### Work request
Which lines run from the one containing "# form, e.g." to the end of the listing below? Write them out exactly, both ends included, with nothing else.

### Records supplied
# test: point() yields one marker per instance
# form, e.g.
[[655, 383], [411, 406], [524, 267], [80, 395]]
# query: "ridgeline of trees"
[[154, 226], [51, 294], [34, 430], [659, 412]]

### Response
# form, e.g.
[[655, 383], [411, 406], [524, 267], [80, 395]]
# query: "ridgeline of trees"
[[154, 226], [51, 294], [34, 430], [659, 412]]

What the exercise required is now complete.